> _Kutipan teks_
*-*-*

Soloraya
Sabtu, 24 September 2016 - 16:00 WIB

FESTIVAL PAYUNG INDONESIA : Kemeriahan Workshop Tari dan Payung di Hari Kedua

Redaksi Solopos.com  /  Anik Sulistyawati  | SOLOPOS.com

SOLOPOS.COM - Pengunjung berfoto selfie dengan instalasi payung di kompleks Taman Balekambang, Solo, Selasa (20/9/2016). Instalasi payung sudah menjadi daya tarik bagi pengunjung untuk berfoto meskipun acara Festival Payung Nusantara 2016 dimulai Jumat (23/9/2016). (JIBI/Solopos/Ivanovich Aldino)

Festival Payung Indonesia digelar di Taman Balekambang dimeriahkan dengan acara workshop tari.

*-*-*

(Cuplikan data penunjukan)
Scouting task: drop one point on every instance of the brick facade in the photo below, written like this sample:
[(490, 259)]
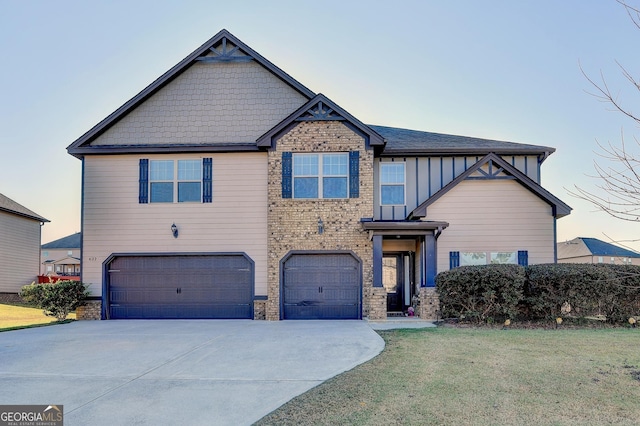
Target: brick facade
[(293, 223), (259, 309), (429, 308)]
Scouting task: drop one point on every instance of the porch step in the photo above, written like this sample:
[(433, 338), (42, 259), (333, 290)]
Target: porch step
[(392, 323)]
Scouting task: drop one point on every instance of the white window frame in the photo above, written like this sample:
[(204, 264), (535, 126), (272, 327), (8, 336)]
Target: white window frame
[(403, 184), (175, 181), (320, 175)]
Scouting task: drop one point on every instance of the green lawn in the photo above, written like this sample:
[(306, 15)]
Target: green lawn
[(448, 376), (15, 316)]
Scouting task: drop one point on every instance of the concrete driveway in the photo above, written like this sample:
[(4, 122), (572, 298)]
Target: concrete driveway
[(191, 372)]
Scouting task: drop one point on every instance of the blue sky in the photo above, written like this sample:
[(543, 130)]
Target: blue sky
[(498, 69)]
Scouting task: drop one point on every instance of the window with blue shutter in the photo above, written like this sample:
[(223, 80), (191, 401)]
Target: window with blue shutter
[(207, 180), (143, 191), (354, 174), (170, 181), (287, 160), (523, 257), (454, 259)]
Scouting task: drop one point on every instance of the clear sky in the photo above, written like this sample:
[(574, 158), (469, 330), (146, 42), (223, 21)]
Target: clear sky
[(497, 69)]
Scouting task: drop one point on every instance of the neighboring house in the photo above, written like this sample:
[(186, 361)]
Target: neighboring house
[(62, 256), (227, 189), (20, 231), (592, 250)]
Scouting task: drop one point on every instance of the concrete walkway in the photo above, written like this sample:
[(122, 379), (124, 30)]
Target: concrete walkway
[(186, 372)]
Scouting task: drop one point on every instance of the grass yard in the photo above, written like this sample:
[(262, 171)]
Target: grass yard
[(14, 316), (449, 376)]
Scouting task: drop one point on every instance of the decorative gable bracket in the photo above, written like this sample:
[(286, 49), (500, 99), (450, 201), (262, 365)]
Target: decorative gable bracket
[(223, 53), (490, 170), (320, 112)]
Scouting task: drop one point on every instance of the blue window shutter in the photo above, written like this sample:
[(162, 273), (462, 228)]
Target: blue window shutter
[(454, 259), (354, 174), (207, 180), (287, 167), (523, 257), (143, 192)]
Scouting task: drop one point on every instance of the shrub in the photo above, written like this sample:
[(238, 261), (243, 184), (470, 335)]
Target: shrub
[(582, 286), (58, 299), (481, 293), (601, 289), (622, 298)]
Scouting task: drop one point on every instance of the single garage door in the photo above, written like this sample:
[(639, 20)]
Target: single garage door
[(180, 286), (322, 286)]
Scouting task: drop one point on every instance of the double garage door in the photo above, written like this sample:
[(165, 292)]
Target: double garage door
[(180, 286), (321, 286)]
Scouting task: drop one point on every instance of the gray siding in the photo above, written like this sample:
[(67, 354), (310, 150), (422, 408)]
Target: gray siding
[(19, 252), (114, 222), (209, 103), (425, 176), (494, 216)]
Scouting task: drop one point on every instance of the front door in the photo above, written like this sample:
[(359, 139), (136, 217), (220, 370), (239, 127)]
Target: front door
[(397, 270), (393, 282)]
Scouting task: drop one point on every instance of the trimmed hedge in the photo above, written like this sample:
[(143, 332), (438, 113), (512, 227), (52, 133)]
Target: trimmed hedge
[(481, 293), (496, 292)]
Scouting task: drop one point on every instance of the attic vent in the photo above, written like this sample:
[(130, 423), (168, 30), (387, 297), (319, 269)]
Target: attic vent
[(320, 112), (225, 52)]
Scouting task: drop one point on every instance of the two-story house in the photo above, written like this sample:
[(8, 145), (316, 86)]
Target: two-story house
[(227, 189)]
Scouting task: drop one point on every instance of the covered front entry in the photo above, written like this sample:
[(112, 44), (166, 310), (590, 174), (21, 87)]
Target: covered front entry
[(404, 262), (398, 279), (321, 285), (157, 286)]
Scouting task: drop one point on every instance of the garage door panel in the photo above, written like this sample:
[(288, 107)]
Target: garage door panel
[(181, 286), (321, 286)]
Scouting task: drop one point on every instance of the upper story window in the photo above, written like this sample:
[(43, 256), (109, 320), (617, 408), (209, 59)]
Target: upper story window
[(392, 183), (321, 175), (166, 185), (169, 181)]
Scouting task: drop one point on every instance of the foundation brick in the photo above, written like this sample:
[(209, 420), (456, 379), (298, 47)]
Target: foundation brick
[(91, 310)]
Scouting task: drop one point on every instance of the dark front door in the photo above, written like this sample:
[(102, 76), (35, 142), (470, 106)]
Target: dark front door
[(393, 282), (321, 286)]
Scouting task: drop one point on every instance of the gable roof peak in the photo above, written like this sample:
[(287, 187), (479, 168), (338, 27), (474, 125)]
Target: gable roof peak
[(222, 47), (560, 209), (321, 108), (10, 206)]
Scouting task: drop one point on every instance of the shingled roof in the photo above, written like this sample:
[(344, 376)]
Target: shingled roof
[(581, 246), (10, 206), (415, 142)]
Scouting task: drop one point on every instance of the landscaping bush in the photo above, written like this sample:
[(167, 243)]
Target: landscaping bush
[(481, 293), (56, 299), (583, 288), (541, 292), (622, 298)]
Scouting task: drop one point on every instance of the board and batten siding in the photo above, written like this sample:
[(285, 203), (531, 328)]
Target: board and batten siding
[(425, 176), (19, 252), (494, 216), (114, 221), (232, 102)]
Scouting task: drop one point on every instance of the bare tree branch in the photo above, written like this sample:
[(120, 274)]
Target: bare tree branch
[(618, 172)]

*-*-*

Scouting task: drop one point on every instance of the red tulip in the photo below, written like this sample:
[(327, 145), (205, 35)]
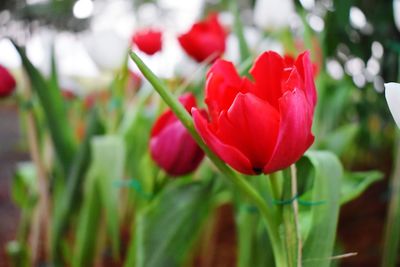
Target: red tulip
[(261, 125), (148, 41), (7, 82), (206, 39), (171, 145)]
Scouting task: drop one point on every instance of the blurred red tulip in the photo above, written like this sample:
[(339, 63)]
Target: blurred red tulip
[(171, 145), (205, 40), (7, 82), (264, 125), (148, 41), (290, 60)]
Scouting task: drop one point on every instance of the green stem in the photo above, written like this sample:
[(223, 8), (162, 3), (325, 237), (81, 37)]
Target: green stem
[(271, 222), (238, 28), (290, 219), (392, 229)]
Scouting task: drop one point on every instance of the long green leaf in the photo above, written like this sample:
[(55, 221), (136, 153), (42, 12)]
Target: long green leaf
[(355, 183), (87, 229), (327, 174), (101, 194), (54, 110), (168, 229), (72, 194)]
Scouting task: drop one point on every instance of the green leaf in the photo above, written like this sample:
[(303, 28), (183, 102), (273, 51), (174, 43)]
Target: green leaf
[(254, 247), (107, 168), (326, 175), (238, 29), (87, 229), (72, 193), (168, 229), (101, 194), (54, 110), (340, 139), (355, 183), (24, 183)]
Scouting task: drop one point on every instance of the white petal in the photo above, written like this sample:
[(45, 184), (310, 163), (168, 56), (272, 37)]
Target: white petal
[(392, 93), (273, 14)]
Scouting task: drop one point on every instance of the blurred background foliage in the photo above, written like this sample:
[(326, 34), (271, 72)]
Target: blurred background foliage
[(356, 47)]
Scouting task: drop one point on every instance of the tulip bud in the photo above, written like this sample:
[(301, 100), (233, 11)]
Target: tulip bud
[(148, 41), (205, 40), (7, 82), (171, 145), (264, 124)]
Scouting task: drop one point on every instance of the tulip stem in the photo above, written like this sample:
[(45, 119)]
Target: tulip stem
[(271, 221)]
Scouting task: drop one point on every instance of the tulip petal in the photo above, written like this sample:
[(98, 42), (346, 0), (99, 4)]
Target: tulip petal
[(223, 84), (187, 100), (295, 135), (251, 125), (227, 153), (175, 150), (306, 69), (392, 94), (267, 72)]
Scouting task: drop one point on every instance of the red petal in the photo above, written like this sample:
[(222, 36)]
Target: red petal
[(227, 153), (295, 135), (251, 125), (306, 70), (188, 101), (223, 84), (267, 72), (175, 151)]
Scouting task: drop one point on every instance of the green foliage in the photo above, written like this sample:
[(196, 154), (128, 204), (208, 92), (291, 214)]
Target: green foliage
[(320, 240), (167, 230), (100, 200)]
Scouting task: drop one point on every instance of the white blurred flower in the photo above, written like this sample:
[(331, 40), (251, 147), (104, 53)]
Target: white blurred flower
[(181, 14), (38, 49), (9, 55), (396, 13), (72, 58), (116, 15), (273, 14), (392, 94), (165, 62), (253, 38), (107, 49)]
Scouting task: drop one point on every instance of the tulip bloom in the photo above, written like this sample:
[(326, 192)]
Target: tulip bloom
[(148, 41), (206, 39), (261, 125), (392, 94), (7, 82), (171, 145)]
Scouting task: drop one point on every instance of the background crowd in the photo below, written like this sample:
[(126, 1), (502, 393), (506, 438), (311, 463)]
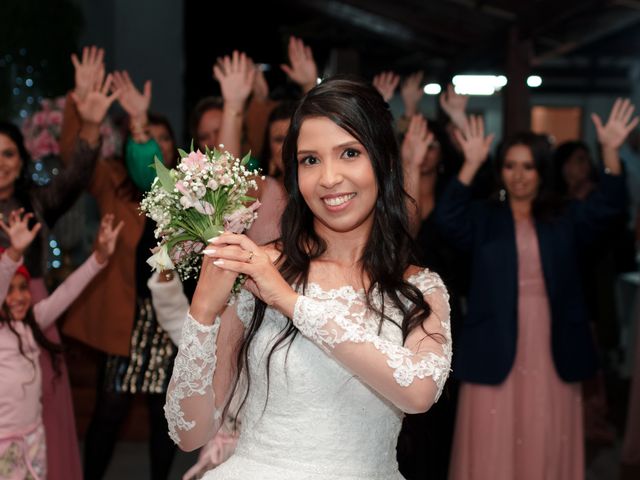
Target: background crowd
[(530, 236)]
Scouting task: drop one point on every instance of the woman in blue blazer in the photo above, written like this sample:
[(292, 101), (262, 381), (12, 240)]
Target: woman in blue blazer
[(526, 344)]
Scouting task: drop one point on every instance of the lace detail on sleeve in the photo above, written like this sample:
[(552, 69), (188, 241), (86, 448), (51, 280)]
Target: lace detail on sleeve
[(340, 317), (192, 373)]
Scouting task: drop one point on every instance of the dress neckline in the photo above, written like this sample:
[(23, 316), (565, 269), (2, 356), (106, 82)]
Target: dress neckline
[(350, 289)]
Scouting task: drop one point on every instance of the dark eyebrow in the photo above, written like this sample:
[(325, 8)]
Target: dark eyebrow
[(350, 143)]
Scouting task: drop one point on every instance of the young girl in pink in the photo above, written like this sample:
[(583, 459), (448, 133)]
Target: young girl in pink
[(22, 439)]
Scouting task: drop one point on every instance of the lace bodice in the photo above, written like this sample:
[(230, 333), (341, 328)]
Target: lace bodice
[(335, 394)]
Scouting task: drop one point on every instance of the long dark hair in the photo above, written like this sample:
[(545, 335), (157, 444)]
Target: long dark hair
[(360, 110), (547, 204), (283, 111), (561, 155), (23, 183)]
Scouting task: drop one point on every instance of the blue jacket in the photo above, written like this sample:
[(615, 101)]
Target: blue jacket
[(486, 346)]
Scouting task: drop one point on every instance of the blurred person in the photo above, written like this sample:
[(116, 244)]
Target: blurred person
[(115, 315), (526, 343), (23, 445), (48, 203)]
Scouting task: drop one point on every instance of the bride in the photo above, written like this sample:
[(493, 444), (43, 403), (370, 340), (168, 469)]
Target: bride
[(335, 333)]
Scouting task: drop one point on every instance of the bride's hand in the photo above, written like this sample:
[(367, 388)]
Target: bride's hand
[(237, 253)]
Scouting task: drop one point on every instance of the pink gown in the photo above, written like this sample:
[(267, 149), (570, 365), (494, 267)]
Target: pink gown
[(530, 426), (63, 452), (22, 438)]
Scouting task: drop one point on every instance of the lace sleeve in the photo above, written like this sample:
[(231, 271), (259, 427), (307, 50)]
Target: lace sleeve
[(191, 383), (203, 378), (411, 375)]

*-*-*

> _Soal 1_
Menurut berita festival payung, di taman mana Festival Payung Indonesia digelar?
> _Soal 2_
Tentukan apakah tiap pernyataan berikut sesuai dengan berita festival payung: (a) Festival Payung Nusantara 2016 dimulai pada hari Jumat. (b) Foto pengunjung yang berfoto selfie dengan instalasi payung diambil pada hari Sabtu. (c) Festival itu dimeriahkan dengan workshop tari.
Gunakan berita itu saja sebagai acuan.

> _Jawaban contoh 1_
Di Taman Balekambang.

> _Jawaban contoh 2_
(a) Ya: "dimulai Jumat (23/9/2016)".
(b) Tidak: "Selasa (20/9/2016)".
(c) Ya: "dimeriahkan dengan acara workshop tari".